● **Extracted data**:
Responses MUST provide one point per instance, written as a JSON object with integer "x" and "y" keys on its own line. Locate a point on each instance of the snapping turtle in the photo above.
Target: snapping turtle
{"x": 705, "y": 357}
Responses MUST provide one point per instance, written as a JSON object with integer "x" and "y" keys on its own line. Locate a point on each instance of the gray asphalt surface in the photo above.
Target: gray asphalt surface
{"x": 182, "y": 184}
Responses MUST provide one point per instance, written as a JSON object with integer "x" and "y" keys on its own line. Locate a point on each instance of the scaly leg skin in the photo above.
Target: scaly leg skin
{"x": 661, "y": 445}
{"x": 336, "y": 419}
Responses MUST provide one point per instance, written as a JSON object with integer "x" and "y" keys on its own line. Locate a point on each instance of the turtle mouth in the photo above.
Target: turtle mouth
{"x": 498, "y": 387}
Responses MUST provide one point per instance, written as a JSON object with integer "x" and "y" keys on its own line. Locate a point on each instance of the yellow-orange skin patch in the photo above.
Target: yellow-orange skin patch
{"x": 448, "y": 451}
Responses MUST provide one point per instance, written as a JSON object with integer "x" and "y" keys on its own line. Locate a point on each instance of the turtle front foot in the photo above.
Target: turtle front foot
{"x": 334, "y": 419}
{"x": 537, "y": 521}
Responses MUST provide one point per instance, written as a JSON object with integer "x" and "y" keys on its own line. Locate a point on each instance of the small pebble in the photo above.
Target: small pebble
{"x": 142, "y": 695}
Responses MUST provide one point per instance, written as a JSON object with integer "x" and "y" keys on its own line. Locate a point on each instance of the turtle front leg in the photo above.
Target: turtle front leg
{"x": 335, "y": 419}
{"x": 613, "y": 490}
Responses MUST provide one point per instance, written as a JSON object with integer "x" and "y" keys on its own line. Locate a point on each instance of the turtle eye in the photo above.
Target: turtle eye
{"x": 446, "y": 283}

● **What is being asked**: Every entry is to be restated word for word, with nothing dropped.

● **Solution for this task**:
Responses MUST provide one point per instance, written as a JSON object with integer "x" and "y" keys on its own line. Locate a point on each instance of the snapping turtle in the photo above.
Target: snapping turtle
{"x": 705, "y": 357}
Responses MUST provide one point per instance, written as a JSON object with integer "x" and "y" keys on its own line. Locate a point on each instance of the gray asphalt surface in the photo above.
Target: gray asphalt surface
{"x": 182, "y": 184}
Responses MUST provide one point per instance, written as a JSON object with integer "x" and "y" keys on its own line. Locate a point on each instance of the scaly leg skin in the photo above.
Target: scaly leg skin
{"x": 661, "y": 445}
{"x": 336, "y": 419}
Responses MUST provide one point per instance, written as a JSON object with integer "x" and "y" keys on its own line. Locate a point on each instance of the turtle mouth in the photo above.
Target: turtle mouth
{"x": 498, "y": 387}
Responses MUST provide one point per instance, written as a JSON object with integer "x" and "y" keys on its own line. Locate a point on each instance of the yellow-orange skin patch in the photo above.
Target: yellow-orange skin patch
{"x": 448, "y": 451}
Responses MUST provide one point per instance, written as a JSON object with integer "x" and "y" keys on its own line. Locate a point on each instance of the turtle front foot in the photo above.
Target: turtle front foot
{"x": 334, "y": 419}
{"x": 537, "y": 521}
Responses MUST provide one point per instance, written as a JSON object with integer "x" and "y" keys on its own line. Locate a point on each instance of the small pebble in the photo above.
Target: small pebble
{"x": 142, "y": 695}
Responses MUST provide one point per instance, written as a JSON object with integer "x" and "y" keys on its own line. Locate a point on each instance of the turtle front leg in the photo above.
Target: turtle front leg
{"x": 335, "y": 419}
{"x": 613, "y": 490}
Responses MUST provide one point per instance, written as a JSON object with integer "x" and "y" keys on its own line. Locate a point on each instance of the turtle eye in the photo above.
Target: turtle eye
{"x": 446, "y": 283}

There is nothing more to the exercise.